**Stated task**
Restate the lines of data from the one containing "green stem -> outline each instance" through the one containing "M116 269L116 261L113", swapping every occurrence of "instance" for "object" and leaving all else untouched.

**Provided records**
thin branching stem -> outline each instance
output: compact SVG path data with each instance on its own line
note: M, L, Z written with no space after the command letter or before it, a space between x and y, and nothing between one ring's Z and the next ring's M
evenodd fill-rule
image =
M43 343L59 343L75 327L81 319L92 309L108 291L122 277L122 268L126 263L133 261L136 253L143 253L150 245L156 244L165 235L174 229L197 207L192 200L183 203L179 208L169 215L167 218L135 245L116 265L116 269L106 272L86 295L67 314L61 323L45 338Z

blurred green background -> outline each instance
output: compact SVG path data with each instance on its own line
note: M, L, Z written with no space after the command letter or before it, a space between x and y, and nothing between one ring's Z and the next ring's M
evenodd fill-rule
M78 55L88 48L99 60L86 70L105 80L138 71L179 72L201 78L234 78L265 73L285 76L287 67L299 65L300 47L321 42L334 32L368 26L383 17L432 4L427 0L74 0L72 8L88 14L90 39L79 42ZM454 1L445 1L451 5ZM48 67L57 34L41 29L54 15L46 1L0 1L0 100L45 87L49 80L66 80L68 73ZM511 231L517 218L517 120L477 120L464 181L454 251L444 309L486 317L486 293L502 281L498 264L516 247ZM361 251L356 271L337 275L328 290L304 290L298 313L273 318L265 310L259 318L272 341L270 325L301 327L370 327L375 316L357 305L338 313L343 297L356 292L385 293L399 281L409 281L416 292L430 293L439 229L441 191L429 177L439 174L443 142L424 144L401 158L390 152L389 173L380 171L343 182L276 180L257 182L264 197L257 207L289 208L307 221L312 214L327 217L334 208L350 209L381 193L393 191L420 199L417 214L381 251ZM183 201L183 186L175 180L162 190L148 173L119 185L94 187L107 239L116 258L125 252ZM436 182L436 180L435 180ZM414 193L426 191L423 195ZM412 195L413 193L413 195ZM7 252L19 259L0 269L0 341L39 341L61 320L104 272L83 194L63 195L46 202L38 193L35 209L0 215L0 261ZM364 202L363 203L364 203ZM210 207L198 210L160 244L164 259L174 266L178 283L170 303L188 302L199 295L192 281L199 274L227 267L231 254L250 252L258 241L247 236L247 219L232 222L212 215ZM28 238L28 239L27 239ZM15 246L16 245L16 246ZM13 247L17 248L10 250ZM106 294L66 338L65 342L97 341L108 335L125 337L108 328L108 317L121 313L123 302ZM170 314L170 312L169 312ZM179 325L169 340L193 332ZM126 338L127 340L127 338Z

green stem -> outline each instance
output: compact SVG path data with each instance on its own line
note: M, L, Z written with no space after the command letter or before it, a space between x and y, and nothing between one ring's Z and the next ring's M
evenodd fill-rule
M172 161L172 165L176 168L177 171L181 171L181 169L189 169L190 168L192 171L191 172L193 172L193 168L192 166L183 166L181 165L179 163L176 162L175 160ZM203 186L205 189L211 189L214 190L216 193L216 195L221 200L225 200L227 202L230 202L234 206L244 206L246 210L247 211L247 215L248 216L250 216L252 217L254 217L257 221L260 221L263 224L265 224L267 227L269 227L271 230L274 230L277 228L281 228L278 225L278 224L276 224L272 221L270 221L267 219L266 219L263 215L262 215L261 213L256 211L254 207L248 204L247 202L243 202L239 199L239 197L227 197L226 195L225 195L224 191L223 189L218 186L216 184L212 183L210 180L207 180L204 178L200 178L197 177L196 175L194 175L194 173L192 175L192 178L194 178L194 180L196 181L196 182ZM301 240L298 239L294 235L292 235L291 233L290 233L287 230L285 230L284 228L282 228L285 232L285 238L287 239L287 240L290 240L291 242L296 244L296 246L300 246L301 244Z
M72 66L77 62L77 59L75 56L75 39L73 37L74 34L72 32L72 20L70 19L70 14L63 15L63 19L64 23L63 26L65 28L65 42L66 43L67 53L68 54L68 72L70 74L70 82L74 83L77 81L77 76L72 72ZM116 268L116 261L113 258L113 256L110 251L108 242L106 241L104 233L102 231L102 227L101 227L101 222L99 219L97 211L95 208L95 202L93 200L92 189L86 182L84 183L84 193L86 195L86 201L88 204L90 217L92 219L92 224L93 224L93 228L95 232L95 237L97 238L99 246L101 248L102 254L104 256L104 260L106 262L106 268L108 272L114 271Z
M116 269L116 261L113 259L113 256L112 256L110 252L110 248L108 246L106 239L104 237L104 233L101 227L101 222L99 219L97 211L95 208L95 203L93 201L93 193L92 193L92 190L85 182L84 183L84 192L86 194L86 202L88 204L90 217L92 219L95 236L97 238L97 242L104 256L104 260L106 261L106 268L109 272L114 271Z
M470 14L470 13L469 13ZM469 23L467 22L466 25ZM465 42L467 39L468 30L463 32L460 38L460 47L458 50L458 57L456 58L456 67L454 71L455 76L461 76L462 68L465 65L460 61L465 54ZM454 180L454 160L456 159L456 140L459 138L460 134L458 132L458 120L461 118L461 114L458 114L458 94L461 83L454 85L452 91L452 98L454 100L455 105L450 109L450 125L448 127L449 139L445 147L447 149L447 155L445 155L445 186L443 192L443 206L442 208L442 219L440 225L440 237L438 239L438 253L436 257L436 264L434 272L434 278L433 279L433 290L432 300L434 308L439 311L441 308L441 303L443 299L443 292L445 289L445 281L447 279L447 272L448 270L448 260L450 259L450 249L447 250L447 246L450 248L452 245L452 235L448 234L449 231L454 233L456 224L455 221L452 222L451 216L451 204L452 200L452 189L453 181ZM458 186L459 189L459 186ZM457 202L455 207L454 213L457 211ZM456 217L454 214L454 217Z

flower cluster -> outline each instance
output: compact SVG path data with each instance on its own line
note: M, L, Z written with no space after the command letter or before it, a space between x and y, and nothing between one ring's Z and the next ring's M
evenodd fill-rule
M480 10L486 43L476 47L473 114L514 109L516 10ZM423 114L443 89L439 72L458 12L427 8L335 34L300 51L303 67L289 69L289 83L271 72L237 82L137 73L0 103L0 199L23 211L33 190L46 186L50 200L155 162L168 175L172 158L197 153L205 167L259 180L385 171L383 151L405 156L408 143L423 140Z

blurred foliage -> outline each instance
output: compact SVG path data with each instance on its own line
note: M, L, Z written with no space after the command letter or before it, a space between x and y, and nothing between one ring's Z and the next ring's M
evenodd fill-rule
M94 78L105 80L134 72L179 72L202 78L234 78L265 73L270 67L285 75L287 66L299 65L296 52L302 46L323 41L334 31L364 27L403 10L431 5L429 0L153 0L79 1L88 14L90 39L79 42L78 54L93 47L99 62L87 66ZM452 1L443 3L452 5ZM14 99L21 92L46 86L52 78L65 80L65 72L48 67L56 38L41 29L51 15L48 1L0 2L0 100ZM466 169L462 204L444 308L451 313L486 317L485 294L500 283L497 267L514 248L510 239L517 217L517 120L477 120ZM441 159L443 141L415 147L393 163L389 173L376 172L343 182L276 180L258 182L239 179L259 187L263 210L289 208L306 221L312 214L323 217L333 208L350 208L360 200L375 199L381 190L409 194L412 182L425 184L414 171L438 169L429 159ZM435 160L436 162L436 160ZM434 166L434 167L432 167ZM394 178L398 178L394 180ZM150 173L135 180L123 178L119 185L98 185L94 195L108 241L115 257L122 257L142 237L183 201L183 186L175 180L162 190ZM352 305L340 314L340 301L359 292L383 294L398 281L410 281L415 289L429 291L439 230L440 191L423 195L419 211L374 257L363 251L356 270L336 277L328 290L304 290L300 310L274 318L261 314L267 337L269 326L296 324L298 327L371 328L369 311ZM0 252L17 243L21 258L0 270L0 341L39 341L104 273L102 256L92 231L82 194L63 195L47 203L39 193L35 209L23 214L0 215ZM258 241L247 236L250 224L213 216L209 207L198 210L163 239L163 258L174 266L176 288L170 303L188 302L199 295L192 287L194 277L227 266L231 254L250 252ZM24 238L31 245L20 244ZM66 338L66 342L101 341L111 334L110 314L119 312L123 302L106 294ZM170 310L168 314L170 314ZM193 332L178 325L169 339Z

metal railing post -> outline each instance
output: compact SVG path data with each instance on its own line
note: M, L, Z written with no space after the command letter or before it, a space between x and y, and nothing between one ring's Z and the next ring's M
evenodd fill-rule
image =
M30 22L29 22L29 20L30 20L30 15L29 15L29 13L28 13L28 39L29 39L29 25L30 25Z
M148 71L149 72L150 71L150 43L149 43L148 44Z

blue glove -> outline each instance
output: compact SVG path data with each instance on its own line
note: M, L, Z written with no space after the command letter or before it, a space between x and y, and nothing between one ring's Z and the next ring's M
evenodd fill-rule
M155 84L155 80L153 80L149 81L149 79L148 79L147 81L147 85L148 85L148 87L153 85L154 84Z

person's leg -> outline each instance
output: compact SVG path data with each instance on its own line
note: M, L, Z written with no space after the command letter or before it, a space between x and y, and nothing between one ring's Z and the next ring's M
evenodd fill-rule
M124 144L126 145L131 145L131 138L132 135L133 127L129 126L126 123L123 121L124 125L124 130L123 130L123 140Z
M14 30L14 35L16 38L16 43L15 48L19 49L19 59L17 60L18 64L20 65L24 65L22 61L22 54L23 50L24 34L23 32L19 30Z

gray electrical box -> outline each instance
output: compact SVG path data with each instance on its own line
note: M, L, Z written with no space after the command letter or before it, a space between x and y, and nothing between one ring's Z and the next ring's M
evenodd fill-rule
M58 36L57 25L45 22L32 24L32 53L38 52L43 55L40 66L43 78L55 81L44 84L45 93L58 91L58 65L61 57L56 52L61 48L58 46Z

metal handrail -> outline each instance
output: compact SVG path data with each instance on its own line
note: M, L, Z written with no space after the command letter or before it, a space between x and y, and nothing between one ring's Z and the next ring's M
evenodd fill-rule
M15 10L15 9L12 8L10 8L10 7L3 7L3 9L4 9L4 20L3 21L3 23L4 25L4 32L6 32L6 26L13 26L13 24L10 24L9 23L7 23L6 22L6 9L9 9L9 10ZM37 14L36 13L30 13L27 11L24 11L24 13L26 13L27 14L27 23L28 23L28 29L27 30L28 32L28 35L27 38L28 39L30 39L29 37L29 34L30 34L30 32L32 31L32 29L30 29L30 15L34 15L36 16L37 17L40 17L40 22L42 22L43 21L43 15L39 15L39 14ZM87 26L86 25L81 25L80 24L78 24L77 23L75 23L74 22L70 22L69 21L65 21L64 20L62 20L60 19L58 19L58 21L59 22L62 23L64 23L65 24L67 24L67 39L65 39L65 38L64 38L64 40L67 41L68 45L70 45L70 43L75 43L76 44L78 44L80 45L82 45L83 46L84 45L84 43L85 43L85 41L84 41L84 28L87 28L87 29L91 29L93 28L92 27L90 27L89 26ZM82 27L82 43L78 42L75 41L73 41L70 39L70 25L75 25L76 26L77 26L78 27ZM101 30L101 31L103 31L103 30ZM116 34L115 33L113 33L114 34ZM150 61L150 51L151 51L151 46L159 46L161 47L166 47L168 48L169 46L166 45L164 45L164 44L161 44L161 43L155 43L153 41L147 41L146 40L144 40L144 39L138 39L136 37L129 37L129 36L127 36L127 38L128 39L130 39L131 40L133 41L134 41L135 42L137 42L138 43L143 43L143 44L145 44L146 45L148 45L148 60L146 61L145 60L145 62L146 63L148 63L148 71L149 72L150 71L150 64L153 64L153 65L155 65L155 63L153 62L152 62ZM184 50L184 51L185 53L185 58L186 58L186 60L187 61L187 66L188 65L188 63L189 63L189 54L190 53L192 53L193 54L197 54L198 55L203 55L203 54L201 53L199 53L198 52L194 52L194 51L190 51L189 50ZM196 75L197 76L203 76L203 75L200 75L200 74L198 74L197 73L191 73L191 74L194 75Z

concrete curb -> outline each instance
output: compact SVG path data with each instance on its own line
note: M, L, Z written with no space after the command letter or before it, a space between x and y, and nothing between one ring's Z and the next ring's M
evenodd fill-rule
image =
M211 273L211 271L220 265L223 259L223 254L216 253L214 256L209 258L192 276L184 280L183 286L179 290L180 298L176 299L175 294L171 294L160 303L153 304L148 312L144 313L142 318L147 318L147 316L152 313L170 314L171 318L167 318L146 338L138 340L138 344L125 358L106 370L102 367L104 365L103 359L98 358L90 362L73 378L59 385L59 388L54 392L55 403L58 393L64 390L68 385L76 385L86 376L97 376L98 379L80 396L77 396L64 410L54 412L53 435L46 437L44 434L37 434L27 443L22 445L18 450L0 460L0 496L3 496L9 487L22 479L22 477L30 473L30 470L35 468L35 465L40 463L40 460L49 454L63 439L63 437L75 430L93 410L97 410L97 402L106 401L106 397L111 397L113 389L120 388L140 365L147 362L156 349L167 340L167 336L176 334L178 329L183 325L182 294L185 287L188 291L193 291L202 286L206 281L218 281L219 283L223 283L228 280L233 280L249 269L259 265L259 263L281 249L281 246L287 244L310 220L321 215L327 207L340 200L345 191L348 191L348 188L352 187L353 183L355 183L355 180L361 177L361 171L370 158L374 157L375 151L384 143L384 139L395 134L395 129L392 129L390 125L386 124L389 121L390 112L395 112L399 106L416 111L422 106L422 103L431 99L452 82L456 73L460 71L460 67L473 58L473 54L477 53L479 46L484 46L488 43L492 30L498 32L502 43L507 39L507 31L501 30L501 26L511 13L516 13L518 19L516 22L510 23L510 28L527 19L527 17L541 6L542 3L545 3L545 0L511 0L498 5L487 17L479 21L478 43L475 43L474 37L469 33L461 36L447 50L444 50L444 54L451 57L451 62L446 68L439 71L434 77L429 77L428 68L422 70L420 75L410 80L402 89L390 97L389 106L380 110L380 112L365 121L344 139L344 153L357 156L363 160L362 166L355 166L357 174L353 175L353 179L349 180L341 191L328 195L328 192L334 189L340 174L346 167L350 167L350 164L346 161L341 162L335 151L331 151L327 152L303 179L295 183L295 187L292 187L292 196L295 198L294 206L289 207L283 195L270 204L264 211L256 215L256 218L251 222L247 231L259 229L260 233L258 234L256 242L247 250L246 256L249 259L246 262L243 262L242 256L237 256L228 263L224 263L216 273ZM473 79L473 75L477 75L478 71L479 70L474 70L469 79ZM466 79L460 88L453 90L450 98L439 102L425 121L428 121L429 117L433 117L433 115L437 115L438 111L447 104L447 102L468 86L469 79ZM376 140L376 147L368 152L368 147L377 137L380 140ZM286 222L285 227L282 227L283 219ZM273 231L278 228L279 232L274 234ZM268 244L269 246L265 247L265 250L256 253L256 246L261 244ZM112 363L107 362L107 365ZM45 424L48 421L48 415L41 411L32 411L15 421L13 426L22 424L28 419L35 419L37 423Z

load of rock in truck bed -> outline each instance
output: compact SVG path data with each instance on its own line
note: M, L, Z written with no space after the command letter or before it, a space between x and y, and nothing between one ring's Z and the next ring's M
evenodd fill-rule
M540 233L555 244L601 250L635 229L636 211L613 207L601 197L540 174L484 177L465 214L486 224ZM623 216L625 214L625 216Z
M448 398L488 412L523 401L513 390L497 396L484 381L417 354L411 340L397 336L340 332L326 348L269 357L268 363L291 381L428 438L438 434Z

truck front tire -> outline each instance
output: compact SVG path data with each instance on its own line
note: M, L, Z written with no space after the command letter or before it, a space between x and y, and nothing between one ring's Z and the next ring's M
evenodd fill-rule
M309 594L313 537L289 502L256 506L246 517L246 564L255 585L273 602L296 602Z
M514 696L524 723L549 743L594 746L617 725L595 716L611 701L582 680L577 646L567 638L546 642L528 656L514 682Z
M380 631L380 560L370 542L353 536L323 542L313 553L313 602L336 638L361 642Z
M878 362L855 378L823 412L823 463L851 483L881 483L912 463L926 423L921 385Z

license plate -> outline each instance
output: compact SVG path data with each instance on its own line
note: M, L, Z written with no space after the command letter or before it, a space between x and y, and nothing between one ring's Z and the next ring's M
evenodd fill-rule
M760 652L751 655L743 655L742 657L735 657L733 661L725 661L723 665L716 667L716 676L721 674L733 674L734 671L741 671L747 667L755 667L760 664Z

**Solved exercise**
green stem -> outline each object
output: compact SVG path data with each object on its own line
note: M, L, Z written with no space after the command letter or before it, a space between x and y, and nothing between one ring's Z and the next ring's M
evenodd fill-rule
M172 161L172 165L176 168L177 171L181 171L181 169L189 169L190 168L192 171L191 172L193 172L193 168L192 166L183 166L181 165L179 163L176 162L175 160ZM203 186L205 189L211 189L214 190L216 193L216 195L221 200L225 200L227 202L230 202L234 206L244 206L246 210L247 211L247 215L248 216L250 216L252 217L254 217L257 221L260 221L263 224L265 224L267 227L269 227L271 230L274 230L277 228L281 228L278 225L278 224L276 224L272 221L270 221L267 219L266 219L263 215L262 215L261 213L256 211L254 207L248 204L247 202L243 202L239 199L239 197L227 197L226 195L225 195L224 191L223 189L218 186L216 184L212 183L210 180L207 180L204 178L200 178L197 177L196 175L194 175L194 173L192 175L192 178L194 178L194 180L196 181L196 182ZM301 240L298 239L294 235L292 235L291 233L290 233L287 230L285 230L284 228L282 228L285 232L285 238L287 239L287 240L290 240L291 242L296 244L296 246L300 246L301 244Z
M72 66L77 62L77 59L75 56L75 39L73 37L74 34L72 32L72 20L70 19L70 14L63 15L63 19L64 23L63 26L65 28L65 42L66 43L67 53L68 54L68 72L70 74L70 82L74 83L77 81L77 76L72 72ZM116 268L116 261L113 258L113 256L110 251L108 242L106 241L104 233L102 231L102 227L101 227L101 222L99 219L97 211L95 208L95 202L93 200L92 189L86 182L84 183L84 193L86 195L86 201L88 204L90 217L92 219L92 224L93 224L93 228L95 232L95 237L97 238L99 246L101 248L102 254L104 256L104 260L106 262L106 268L108 272L114 271Z
M116 269L116 261L113 259L113 256L112 256L110 252L110 248L108 246L106 239L104 237L104 233L101 227L101 222L99 219L97 211L95 208L95 203L93 201L93 193L92 193L92 190L85 182L84 183L84 192L86 194L86 202L88 204L90 217L92 219L95 236L97 238L97 242L104 256L104 260L106 261L106 268L109 272L114 271Z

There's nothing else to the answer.